> **DO THIS**
Extract each line in the items below that contains the string "target", and copy every such line in full. Case counts when matching.

--- begin INPUT ROWS ---

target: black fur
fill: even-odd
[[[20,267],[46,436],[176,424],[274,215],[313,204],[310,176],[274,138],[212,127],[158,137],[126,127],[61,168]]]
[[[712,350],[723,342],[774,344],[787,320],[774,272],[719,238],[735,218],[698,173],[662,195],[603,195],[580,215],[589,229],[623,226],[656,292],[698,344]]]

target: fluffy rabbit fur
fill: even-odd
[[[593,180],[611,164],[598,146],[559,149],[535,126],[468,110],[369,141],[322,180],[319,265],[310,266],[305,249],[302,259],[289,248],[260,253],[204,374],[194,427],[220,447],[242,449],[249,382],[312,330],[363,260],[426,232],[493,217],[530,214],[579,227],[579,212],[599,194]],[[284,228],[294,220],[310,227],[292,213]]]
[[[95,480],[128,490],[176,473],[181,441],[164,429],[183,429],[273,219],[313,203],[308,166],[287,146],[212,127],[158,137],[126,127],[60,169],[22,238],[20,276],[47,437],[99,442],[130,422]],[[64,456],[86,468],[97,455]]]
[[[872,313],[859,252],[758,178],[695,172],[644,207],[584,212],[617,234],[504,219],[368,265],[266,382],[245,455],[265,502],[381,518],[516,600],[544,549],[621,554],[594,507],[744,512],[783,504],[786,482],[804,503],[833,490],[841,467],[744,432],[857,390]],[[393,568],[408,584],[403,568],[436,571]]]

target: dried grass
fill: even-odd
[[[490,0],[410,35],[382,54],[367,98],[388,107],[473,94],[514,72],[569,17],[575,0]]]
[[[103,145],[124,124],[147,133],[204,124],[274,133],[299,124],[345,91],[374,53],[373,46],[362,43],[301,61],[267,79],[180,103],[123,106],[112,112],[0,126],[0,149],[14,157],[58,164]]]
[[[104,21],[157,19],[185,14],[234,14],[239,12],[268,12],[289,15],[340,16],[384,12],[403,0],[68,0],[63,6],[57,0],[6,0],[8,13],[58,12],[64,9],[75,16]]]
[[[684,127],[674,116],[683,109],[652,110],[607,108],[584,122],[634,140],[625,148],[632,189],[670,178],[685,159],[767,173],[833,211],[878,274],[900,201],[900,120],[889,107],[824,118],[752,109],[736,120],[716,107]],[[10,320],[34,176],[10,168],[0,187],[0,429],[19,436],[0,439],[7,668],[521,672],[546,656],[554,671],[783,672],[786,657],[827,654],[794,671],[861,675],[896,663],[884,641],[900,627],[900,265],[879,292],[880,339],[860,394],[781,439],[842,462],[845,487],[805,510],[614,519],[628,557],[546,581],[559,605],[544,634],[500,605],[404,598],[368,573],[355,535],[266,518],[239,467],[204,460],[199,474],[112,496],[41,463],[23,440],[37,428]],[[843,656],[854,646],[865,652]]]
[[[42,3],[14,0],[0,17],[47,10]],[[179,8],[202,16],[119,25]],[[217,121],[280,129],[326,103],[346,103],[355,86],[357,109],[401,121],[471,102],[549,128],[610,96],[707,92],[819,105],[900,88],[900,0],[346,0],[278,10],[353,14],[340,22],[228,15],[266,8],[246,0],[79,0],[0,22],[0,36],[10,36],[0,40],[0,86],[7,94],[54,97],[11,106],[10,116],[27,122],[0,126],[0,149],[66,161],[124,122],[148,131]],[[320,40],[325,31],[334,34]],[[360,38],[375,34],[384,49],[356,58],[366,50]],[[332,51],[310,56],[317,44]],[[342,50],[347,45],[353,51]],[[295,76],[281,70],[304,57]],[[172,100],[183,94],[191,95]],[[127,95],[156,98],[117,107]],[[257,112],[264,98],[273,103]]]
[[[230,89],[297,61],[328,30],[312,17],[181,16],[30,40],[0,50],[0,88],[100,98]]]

--- end INPUT ROWS ---

> **OUTPUT OF THE TASK**
target: black fur
target: fluffy rabbit fur
target: dried grass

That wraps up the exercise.